INSTRUCTION ->
Retype every one of the items below word for word, with no changes of any kind.

-- BEGIN --

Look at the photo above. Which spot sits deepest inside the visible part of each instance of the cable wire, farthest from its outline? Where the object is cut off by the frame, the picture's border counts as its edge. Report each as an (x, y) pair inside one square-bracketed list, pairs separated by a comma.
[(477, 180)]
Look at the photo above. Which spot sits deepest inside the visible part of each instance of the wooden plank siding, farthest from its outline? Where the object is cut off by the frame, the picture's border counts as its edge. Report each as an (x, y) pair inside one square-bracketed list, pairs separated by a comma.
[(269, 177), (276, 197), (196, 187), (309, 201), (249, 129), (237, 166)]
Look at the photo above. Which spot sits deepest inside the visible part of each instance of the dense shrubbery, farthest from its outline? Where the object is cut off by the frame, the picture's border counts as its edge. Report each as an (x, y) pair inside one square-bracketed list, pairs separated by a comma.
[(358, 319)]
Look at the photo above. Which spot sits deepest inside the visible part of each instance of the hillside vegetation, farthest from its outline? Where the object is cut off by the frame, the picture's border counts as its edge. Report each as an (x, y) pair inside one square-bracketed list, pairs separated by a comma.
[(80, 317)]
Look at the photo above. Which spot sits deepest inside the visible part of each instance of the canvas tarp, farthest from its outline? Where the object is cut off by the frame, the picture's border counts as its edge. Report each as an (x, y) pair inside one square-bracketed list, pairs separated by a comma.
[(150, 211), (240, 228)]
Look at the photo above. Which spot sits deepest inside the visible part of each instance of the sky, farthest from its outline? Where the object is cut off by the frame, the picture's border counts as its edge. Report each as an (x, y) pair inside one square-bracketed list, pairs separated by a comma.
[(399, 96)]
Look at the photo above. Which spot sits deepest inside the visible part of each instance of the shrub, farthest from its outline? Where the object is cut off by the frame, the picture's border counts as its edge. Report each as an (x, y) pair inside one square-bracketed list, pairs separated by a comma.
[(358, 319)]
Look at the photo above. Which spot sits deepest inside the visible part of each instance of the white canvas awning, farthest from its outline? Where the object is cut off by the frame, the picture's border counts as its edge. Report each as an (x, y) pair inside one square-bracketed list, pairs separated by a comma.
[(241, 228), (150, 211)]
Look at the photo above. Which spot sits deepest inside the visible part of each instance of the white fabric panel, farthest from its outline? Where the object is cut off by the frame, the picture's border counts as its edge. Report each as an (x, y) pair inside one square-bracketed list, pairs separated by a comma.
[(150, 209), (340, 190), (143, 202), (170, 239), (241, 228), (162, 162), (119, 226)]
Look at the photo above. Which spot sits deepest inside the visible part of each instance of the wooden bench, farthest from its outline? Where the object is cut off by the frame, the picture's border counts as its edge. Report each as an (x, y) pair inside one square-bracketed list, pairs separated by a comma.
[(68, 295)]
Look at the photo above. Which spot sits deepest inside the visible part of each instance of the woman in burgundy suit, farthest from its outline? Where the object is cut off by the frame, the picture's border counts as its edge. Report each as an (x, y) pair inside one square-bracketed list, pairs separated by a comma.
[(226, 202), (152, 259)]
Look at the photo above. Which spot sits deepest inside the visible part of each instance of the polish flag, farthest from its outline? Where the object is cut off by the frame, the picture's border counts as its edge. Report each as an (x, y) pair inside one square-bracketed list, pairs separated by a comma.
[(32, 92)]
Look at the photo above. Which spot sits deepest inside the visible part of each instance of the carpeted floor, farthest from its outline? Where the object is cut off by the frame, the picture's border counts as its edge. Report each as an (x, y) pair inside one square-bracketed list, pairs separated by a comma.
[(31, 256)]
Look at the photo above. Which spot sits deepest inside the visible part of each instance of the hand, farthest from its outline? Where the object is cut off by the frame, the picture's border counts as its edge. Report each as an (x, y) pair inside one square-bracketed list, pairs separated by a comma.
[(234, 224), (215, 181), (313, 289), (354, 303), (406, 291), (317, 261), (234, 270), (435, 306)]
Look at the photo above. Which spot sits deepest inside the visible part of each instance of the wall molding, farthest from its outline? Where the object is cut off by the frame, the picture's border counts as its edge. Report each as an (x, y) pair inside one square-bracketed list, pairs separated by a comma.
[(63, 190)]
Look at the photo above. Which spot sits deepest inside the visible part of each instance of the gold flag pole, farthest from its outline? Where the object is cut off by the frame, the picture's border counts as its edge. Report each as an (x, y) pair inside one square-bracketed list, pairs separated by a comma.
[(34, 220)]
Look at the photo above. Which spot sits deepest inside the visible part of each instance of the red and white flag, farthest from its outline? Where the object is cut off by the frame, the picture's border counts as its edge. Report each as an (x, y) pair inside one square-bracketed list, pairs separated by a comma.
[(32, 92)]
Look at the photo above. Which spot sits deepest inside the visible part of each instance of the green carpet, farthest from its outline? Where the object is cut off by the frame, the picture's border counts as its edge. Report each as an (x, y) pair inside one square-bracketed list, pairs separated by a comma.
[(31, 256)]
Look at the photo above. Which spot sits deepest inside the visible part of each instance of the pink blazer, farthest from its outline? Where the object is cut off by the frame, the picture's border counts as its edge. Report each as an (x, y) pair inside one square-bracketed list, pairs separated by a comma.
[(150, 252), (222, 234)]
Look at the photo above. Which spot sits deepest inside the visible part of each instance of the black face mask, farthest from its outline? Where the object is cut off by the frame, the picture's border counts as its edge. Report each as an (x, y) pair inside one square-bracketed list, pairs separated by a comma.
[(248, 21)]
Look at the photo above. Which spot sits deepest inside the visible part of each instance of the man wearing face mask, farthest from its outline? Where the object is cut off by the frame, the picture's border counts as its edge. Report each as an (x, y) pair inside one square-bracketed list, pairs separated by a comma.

-- END --

SOLUTION TO THIS PROBLEM ->
Look at the photo above. Which spot sits deepest inside the visible part of each instance of the cable wire, farthest from its outline? Where the object is cut off by the frame, the picture's border counts as its edge. Report each as an (x, y) pair inside one square-bracketed list, pairs separated by a comma.
[(477, 180)]
Look at the photo above. Which spot sits deepest inside the visible part of each instance of the wooden plank siding, farthest from its outline? Where the object is cut off by the frame, the picture's border counts as its edge. Report each as an (x, y) pair inside one square-bracketed list, pairs separated by a comma.
[(269, 177), (276, 197), (196, 187), (309, 201), (249, 129), (237, 166)]
Look at the photo above. Which spot sits deepest inside the visible part of each instance of the dense shrubbery, farthest from its outline? Where the object is cut off by the frame, the picture's border counts as its edge. Report each as an (x, y) pair inside one square-bracketed list, pairs separated by a comma.
[(358, 319)]
Look at the photo above. Which spot sits deepest inside the visible part of each instance of the hillside vegetation, farthest from its outline? Where the object is cut off by the frame, the picture's border counts as its edge. Report each as an (x, y) pair inside one square-bracketed list, pairs separated by a comma.
[(80, 317)]
Look at the photo above. Which spot sits deepest inside the visible part of each instance of the canvas tarp, farthest from its outline? Where the object is cut off by the frame, the picture's border counts as its edge. Report each as an (x, y) pair inside one square-bracketed list, pairs separated by a comma.
[(150, 211), (240, 228)]
Look at the photo above. Which spot sits deepest inside the visible part of each instance of the sky, farthest from its outline? Where the object is cut off by the frame, the picture's border counts as its edge. Report each as an (x, y) pair inside one square-bracketed list, pairs separated by a comma.
[(399, 96)]
Look at the photo above. Which spot sits deepest inside the visible part of each instance of the shrub, farthest from its outline? Where the object is cut off by the frame, the picture's border counts as its edge. Report each as an (x, y) pair inside one square-bracketed list, pairs separated by a comma.
[(358, 319)]
Look at the photo above. Which spot sits deepest inside the visible part of each instance of the white canvas awning, farthest from its outline? Where the object is cut off by the frame, the picture's border counts as its edge. Report each as an (x, y) pair inside one square-bracketed list, pairs separated by a comma.
[(241, 228), (150, 211)]
Look at the photo above. Which spot sits deepest inside the visible part of each instance of the white fabric panel, farthest from its outline? Where the object is cut off by the frame, the picture's border counts as its edge. Report each as an (x, y) pair inside one square-bracketed list, pairs separated by a comma.
[(150, 209), (340, 190), (143, 202), (170, 239), (241, 228), (162, 162), (119, 226)]
Look at the photo above. Which spot sits deepest inside the visible part of each instance of the wooden bench, farthest from its outline? Where the object is cut off by the frame, the picture's border counts as its edge. Report each as an (x, y) pair inside one square-bracketed list, pairs separated by a comma.
[(68, 295)]
Look at the photo above. Which spot sits deepest inside the visible part of each instance of the woman in burgundy suit, farthest from its outline? Where the object is cut off by the frame, the picture's border counts as its edge. Report each as an (x, y) pair inside one square-bracketed list, pairs separated by a comma.
[(226, 202), (152, 259)]
Look at the photo above. Which spot sits deepest inside the visible part of each instance of the polish flag, farthest from its outline? Where the object is cut off by the frame, the picture's border counts as its edge. Report each as an (x, y) pair inside one square-bracketed list, pairs separated by a comma.
[(32, 92)]
Look at the photo above. Which spot sits deepest inside the visible part of each instance of the carpeted floor, farthest from its outline? Where the object is cut off by the frame, the picture's border counts as its edge. Report each as an (x, y) pair inside one square-bracketed list, pairs separated by a comma.
[(31, 256)]
Look at the photo above. Which spot sits deepest inside the visible part of each instance of the hand, farthest from its outline? Where the object is cut off by the frame, the picture's border counts as its edge. Report each as an (x, y) pair inside one square-bracketed list, pairs separated by a comma.
[(234, 224), (215, 181), (313, 289), (354, 303), (406, 291), (317, 261), (234, 270), (435, 306)]
Look at the photo above. Which spot sits deepest inside the visible part of each instance of the wall molding, farthest from its outline? Where the object is cut off by the frame, the picture's border counts as its edge. Report each as an (x, y) pair inside one square-bracketed list, pairs separated by a comma.
[(63, 190)]
Look at the photo above. Which spot sits deepest inside the visible part of each instance of the gold flag pole, farthest from its outline? Where the object is cut off by the frame, the picture's border counts as its edge. Report each as an (x, y) pair inside one square-bracketed list, pairs separated by a comma.
[(34, 220)]
Look at the photo above. Which spot sits deepest inside the visible part of each instance of the red and white flag, farthest from its outline? Where the object is cut off by the frame, the picture's border counts as its edge. Report each as an (x, y) pair inside one square-bracketed list, pairs separated by a comma.
[(32, 92)]
Look at the photo above. Which spot sits deepest inside the visible part of each instance of the green carpet, farthest from its outline? Where the object is cut off by the frame, the picture's border counts as its edge. Report each as an (x, y) pair inside one square-bracketed list, pairs separated by a comma.
[(31, 256)]
Look at the photo above. Which spot sits deepest inside the visible part of each instance of the pink blazer, farthest from its outline? Where the object is cut off by the frame, the picture's border counts as its edge. Report each as an (x, y) pair inside one square-bracketed list, pairs separated by a comma.
[(150, 252), (222, 234)]
Look at the photo above. Which spot sits deepest inside the visible part of each instance of the black face mask, farthest from its outline? Where the object is cut off by the frame, the picture's border counts as its edge. Report each as an (x, y) pair inside one square-bracketed list, pairs separated by a comma.
[(248, 21)]
Look at the photo above. Which spot sits deepest inside the visible part of each instance of the man wearing face mask, farthest from its outline? Where the object is cut off by the frame, the picture's border counts as its edge. Report each as an (x, y) pair inside one square-bracketed list, pairs separated by a comma.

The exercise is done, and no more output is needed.